Although a Shareholder may from time to time have an undivided fractional
interest (computed to three decimal places) in a share of common stock of the
Fund, no certificates for fractional shares will be issued. However,
distributions and dividends on fractional shares of common stock will be
credited to each Shareholder's account. In the event of termination of a
Shareholder's account under the Plan, the Plan Agent will adjust for any such
undivided fractional interest in cash at the current market value of the shares
of common stock at the time of termination.

      10.   Any stock dividends or split shares distributed by the Fund on
shares of common stock held by the Plan Agent for a Shareholder will be credited
to the Shareholder's account. In the event that the Fund makes available to
Shareholders rights to purchase additional shares of common stock or other
securities, the Plan Agent will forward to each Shareholder participating in the
Plan any materials received by it relating to such rights.

      11.   There is no charge to Shareholders for reinvesting dividends or
capital gains distributions. The Plan Agent's fees for the handling of the
reinvestment of dividends and distributions will be paid by the Fund. However,
each Shareholder will be charged a pro rata share of brokerage commissions
incurred with respect to the Plan Agent's open market purchases in connection
with the reinvestment of dividends or distributions. A Shareholder will also pay
brokerage commissions incurred in connection with purchases from voluntary cash
payments made by the Shareholder. Brokerage charges for purchasing small amounts
of stock for individual accounts through the Plan are expected to be less than
the usual brokerage charges for such transactions because the Plan Agent will be
purchasing stock for all participants in large blocks and prorating the lower
commission thus attainable.

........

*What to do:*
Reproduce everything in the dividend reinvestment passage from "Although a Shareholder" down to "time of termination.". The items that come next are separate from the dividend reinvestment passage.

........

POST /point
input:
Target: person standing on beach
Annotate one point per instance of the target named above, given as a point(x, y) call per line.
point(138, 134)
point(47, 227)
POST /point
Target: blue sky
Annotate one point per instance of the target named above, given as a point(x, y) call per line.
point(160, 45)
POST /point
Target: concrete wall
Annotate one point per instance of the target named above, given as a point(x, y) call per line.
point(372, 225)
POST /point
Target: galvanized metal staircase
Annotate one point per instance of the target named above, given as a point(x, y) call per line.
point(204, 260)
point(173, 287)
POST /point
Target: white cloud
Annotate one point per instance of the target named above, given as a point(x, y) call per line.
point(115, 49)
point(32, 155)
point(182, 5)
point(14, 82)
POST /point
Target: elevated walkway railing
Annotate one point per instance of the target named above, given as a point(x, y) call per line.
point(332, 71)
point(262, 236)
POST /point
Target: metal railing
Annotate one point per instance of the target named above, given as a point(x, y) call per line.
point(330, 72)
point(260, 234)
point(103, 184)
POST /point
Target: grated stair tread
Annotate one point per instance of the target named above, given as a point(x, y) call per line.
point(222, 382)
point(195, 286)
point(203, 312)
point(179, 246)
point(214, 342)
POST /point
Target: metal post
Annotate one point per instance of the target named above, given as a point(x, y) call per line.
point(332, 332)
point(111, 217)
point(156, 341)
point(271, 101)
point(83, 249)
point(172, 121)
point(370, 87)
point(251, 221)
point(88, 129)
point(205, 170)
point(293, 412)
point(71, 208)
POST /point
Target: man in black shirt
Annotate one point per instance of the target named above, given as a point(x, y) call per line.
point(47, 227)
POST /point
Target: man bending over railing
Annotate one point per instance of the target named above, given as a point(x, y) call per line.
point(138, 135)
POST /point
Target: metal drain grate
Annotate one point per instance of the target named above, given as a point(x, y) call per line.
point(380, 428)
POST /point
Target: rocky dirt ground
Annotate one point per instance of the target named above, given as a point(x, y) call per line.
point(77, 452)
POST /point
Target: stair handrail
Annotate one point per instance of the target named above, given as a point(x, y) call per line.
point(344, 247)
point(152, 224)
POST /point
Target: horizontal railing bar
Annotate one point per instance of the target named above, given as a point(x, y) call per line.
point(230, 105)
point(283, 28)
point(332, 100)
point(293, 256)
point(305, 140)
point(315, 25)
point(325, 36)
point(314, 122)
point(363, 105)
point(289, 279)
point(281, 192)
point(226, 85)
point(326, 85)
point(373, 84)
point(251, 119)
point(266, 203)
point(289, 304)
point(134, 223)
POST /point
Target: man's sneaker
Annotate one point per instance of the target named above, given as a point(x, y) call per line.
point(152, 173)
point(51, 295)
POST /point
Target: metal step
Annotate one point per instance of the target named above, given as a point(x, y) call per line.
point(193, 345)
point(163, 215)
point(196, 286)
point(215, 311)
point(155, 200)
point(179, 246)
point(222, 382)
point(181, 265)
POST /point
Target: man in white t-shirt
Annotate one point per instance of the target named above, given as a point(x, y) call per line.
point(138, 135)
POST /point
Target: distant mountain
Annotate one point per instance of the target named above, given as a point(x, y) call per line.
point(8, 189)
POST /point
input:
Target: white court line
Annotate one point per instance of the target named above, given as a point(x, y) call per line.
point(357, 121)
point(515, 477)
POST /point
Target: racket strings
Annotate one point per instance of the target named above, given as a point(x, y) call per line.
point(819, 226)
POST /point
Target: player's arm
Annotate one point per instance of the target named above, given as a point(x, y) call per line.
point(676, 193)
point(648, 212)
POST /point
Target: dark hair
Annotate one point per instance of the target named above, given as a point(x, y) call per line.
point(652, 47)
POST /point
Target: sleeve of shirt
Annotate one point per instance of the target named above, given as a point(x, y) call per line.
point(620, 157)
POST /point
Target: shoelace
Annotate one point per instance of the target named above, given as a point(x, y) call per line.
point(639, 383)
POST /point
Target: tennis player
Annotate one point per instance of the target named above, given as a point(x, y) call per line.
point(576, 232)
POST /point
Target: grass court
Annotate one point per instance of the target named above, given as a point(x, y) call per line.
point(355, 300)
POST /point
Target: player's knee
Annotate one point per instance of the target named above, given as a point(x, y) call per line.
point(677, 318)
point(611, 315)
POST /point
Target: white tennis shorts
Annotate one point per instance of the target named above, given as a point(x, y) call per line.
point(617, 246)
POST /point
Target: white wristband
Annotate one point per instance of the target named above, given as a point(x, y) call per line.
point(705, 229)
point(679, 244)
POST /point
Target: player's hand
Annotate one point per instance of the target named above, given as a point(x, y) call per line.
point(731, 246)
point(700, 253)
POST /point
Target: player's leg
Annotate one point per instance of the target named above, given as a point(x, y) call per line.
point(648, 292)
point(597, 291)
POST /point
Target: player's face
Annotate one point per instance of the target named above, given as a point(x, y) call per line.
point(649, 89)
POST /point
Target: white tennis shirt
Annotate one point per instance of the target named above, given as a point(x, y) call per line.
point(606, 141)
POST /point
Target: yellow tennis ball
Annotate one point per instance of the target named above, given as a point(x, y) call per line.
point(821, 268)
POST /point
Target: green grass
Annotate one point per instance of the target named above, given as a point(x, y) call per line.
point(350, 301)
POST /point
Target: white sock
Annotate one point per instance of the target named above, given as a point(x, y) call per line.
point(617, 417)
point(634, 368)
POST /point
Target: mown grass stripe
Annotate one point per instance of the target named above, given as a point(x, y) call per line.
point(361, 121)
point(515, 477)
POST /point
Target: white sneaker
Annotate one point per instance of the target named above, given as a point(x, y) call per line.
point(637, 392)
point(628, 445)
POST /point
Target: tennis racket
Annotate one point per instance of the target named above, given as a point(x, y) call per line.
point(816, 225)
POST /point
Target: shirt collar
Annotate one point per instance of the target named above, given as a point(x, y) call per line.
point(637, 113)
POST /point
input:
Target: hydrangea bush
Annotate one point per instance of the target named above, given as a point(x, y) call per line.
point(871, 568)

........

*Output:*
Although a Shareholder may from time to time have an undivided fractional
interest (computed to three decimal places) in a share of common stock of the
Fund, no certificates for fractional shares will be issued. However,
distributions and dividends on fractional shares of common stock will be
credited to each Shareholder's account. In the event of termination of a
Shareholder's account under the Plan, the Plan Agent will adjust for any such
undivided fractional interest in cash at the current market value of the shares
of common stock at the time of termination.